# Prompt:
The answer must be an exact restatement of all the data.

# Referring expression data:
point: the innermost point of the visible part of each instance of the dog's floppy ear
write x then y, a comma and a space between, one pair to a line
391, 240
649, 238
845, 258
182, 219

# Solution for this exercise:
point: the innermost point of the visible part of each instance of the dog's floppy ear
write x then y, a comma and a space between, one pair to a line
391, 240
649, 238
845, 258
182, 219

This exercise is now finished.